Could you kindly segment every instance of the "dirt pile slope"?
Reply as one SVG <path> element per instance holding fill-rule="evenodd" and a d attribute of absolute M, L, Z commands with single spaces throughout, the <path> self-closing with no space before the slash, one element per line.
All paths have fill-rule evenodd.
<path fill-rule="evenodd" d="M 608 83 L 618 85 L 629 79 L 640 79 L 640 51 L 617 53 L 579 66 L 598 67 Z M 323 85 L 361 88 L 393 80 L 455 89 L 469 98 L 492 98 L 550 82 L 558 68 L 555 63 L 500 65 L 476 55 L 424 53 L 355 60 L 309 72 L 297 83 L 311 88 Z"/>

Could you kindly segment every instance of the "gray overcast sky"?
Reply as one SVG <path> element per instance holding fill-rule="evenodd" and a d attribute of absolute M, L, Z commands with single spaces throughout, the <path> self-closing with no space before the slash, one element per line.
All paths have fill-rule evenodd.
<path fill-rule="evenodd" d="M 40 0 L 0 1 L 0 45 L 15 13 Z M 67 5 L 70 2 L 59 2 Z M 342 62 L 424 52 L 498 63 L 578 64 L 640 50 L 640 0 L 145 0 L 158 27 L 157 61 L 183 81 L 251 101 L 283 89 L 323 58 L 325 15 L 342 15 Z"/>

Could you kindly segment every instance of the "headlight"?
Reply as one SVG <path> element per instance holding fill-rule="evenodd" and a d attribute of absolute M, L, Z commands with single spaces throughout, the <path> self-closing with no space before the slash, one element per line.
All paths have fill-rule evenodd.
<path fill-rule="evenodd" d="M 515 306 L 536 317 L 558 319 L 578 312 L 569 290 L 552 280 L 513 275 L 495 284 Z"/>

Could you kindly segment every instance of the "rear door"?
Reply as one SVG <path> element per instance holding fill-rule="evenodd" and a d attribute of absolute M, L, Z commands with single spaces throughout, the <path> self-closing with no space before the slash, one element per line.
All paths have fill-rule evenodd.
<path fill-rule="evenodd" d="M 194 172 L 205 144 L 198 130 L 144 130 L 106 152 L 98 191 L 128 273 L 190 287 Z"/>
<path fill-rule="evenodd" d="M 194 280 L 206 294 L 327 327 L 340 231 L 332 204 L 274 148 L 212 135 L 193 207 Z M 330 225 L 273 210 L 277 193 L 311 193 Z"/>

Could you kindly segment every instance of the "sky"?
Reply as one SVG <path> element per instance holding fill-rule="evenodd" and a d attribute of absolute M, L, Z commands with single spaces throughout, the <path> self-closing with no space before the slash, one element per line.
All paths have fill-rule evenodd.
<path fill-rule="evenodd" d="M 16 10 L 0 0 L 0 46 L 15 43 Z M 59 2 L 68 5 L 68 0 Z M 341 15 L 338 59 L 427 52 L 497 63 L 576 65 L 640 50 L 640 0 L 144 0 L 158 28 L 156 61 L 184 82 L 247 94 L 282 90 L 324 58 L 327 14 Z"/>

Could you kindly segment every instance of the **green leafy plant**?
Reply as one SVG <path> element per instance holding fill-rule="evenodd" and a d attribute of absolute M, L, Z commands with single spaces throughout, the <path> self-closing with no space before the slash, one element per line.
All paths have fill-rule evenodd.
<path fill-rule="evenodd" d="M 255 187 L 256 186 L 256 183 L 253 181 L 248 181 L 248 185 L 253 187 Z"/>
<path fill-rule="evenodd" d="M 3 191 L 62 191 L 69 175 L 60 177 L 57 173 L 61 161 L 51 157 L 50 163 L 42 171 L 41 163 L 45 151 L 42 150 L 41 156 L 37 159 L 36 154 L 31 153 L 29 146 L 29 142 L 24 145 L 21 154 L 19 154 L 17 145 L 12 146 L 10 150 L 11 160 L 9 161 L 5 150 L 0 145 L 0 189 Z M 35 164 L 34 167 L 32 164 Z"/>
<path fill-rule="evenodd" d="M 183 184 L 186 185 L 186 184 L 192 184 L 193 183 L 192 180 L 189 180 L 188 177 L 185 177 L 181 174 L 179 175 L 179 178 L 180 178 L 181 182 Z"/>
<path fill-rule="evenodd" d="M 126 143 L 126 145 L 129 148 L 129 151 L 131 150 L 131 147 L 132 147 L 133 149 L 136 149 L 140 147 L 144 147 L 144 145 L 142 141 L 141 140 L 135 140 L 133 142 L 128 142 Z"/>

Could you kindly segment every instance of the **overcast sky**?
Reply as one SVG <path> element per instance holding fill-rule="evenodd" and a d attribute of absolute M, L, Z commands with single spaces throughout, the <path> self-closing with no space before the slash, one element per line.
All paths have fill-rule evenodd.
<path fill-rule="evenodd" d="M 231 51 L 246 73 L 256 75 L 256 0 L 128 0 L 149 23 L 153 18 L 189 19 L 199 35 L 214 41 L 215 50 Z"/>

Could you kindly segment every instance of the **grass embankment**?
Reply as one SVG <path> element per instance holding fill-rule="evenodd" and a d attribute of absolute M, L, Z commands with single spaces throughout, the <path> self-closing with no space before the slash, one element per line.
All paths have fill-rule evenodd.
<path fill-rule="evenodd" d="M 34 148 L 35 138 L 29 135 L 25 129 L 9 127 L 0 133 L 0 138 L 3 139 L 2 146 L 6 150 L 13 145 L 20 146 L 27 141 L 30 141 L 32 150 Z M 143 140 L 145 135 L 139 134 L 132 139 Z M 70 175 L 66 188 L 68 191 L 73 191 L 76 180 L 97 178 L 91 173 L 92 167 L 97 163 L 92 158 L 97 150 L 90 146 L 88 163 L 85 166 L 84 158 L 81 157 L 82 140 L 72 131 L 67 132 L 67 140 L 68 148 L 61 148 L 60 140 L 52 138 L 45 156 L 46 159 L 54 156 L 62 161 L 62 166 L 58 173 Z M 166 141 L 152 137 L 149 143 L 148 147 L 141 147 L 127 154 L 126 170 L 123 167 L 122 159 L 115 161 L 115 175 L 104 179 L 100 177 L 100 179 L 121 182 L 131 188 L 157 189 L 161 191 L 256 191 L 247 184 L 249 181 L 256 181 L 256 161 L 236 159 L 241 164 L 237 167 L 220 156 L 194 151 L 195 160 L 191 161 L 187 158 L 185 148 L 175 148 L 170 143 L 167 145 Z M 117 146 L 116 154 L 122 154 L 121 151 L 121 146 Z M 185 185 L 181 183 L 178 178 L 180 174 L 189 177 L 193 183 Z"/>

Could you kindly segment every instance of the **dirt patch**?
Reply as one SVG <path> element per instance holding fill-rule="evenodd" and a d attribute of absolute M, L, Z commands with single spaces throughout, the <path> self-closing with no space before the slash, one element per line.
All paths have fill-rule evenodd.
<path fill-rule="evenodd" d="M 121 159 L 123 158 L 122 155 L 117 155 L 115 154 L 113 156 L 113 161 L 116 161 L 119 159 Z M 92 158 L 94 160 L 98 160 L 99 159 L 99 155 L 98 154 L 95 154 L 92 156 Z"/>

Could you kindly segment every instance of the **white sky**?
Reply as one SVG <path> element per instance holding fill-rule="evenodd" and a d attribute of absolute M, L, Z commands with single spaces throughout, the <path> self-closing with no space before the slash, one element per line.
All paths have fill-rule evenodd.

PROBLEM TO SOLVE
Rewrite the records above, switching "segment" to "outline" wherever it occurs and leaving every other character unchanged.

FINAL RESULT
Could you kindly outline every instance of the "dirt pile slope"?
Reply as one SVG <path> element per instance holding fill-rule="evenodd" and a d attribute of absolute M, L, Z commands with single spaces throughout, the <path> self-closing with no space before the slash, one element per line.
All paths have fill-rule evenodd.
<path fill-rule="evenodd" d="M 608 83 L 618 85 L 629 79 L 640 79 L 640 51 L 617 53 L 579 66 L 598 67 Z M 323 85 L 361 88 L 393 80 L 455 89 L 469 98 L 492 98 L 550 82 L 558 68 L 555 63 L 500 65 L 476 55 L 424 53 L 355 60 L 309 72 L 297 83 L 311 88 Z"/>

Could you kindly outline every instance of the "gray overcast sky"?
Reply as one SVG <path> element per instance holding fill-rule="evenodd" and a d attribute of absolute M, L, Z commands with single spaces throughout, the <path> self-closing with no space before the slash, one element per line.
All paths have fill-rule evenodd.
<path fill-rule="evenodd" d="M 40 0 L 0 1 L 0 45 L 15 13 Z M 67 5 L 70 2 L 59 2 Z M 342 62 L 424 52 L 498 63 L 578 64 L 640 50 L 640 0 L 145 0 L 158 27 L 157 61 L 183 81 L 251 101 L 283 89 L 323 58 L 325 15 L 342 15 Z"/>

Could you kindly outline every instance of the "headlight"?
Reply as one SVG <path> element per instance holding fill-rule="evenodd" and a d attribute of absolute M, L, Z commands with single spaces throughout, the <path> self-closing with no space before the slash, one element per line.
All paths have fill-rule evenodd.
<path fill-rule="evenodd" d="M 515 306 L 536 317 L 558 319 L 578 312 L 569 290 L 552 280 L 513 275 L 495 284 Z"/>

Could you kindly outline every instance of the "rear door"?
Reply as one SVG <path> element per instance holding fill-rule="evenodd" and a d attribute of absolute M, L, Z commands with single spaces throughout, the <path> self-closing with no space before the slash, one element per line.
All paths have fill-rule evenodd.
<path fill-rule="evenodd" d="M 194 172 L 205 144 L 198 130 L 144 130 L 106 152 L 98 191 L 128 273 L 190 287 Z"/>
<path fill-rule="evenodd" d="M 194 280 L 206 294 L 327 327 L 340 231 L 332 204 L 274 148 L 212 135 L 193 207 Z M 330 225 L 273 210 L 277 193 L 311 193 Z"/>

Could you kindly outline every instance of the "sky"?
Reply as one SVG <path> element per instance holding fill-rule="evenodd" and a d attribute of absolute M, L, Z commands with single spaces throughout, the <path> self-closing with no space before the slash, one element per line.
All paths have fill-rule evenodd.
<path fill-rule="evenodd" d="M 16 10 L 0 0 L 0 46 L 15 43 Z M 59 2 L 68 5 L 68 0 Z M 341 15 L 338 59 L 427 52 L 497 63 L 576 65 L 640 50 L 640 0 L 144 0 L 158 28 L 156 61 L 184 82 L 247 94 L 282 90 L 324 58 L 327 14 Z"/>

Could you kindly outline every instance of the **green leafy plant**?
Reply as one SVG <path> element per instance holding fill-rule="evenodd" and a d attribute of absolute M, L, Z commands with single spaces throughout, the <path> self-closing with no space before the slash, one element per line.
All paths have fill-rule evenodd.
<path fill-rule="evenodd" d="M 255 187 L 256 186 L 256 183 L 253 181 L 248 181 L 248 185 L 253 187 Z"/>
<path fill-rule="evenodd" d="M 3 191 L 62 191 L 69 175 L 60 177 L 57 173 L 61 161 L 51 157 L 50 163 L 42 171 L 41 163 L 45 151 L 42 150 L 41 156 L 37 159 L 36 154 L 31 153 L 29 146 L 29 142 L 24 145 L 21 154 L 19 154 L 17 145 L 12 146 L 10 150 L 11 160 L 9 161 L 5 150 L 0 145 L 0 189 Z M 35 164 L 34 167 L 32 164 Z"/>
<path fill-rule="evenodd" d="M 183 184 L 186 185 L 186 184 L 192 184 L 193 183 L 192 180 L 189 180 L 188 177 L 185 177 L 181 174 L 179 175 L 179 178 L 180 178 L 181 182 Z"/>
<path fill-rule="evenodd" d="M 126 143 L 126 145 L 129 148 L 129 151 L 131 150 L 131 147 L 132 147 L 133 149 L 136 149 L 140 147 L 144 147 L 144 145 L 142 141 L 141 140 L 135 140 L 133 142 L 128 142 Z"/>

Could you kindly outline every instance of the **overcast sky**?
Reply as one SVG <path> element per instance holding fill-rule="evenodd" and a d attribute of absolute M, L, Z commands with single spaces throughout, the <path> self-closing with no space before the slash, one element per line.
All paths have fill-rule evenodd.
<path fill-rule="evenodd" d="M 231 51 L 246 73 L 256 75 L 256 0 L 128 0 L 149 23 L 153 18 L 189 19 L 199 35 L 214 41 L 215 50 Z"/>

Could you kindly outline every instance of the **grass embankment**?
Reply as one SVG <path> element per instance holding fill-rule="evenodd" and a d attribute of absolute M, L, Z commands with single spaces throughout, the <path> self-closing with no space before the slash, one element per line.
All paths have fill-rule evenodd.
<path fill-rule="evenodd" d="M 34 148 L 35 138 L 29 135 L 25 129 L 9 127 L 0 133 L 0 138 L 3 139 L 2 146 L 6 150 L 13 145 L 20 146 L 27 141 L 30 141 L 32 150 Z M 143 140 L 145 135 L 139 134 L 132 139 Z M 70 175 L 66 188 L 68 191 L 73 191 L 76 180 L 97 178 L 91 173 L 92 167 L 97 163 L 92 158 L 97 150 L 90 146 L 88 163 L 85 166 L 84 158 L 81 157 L 82 140 L 72 131 L 67 132 L 67 140 L 68 148 L 61 148 L 60 140 L 52 138 L 45 156 L 46 159 L 54 156 L 62 161 L 62 166 L 58 173 Z M 166 141 L 152 137 L 149 143 L 148 147 L 141 147 L 127 154 L 126 170 L 123 167 L 122 159 L 115 161 L 115 175 L 104 179 L 100 177 L 100 179 L 121 182 L 131 188 L 157 189 L 161 191 L 256 191 L 247 184 L 249 181 L 256 181 L 256 161 L 236 159 L 241 164 L 237 167 L 220 156 L 194 151 L 195 160 L 191 161 L 187 158 L 185 148 L 175 148 L 170 143 L 167 145 Z M 117 146 L 116 154 L 122 154 L 121 151 L 121 146 Z M 185 185 L 181 183 L 178 178 L 180 174 L 189 177 L 193 183 Z"/>

Could you kindly outline every instance of the **dirt patch**?
Reply as one SVG <path> element per instance holding fill-rule="evenodd" and a d attribute of absolute M, L, Z commands with single spaces throughout, the <path> self-closing with no space before the slash, one element per line.
All paths have fill-rule evenodd.
<path fill-rule="evenodd" d="M 121 159 L 123 158 L 122 155 L 117 155 L 115 154 L 113 156 L 113 161 L 116 161 L 119 159 Z M 92 158 L 94 160 L 98 160 L 99 159 L 99 155 L 98 154 L 95 154 L 92 156 Z"/>

Could you kindly outline every instance of the **white sky**?
Reply as one SVG <path> element per instance holding fill-rule="evenodd" and a d attribute of absolute M, L, Z commands with single spaces throughout, the <path> self-closing with no space before the slash, one element per line.
All paths have fill-rule evenodd.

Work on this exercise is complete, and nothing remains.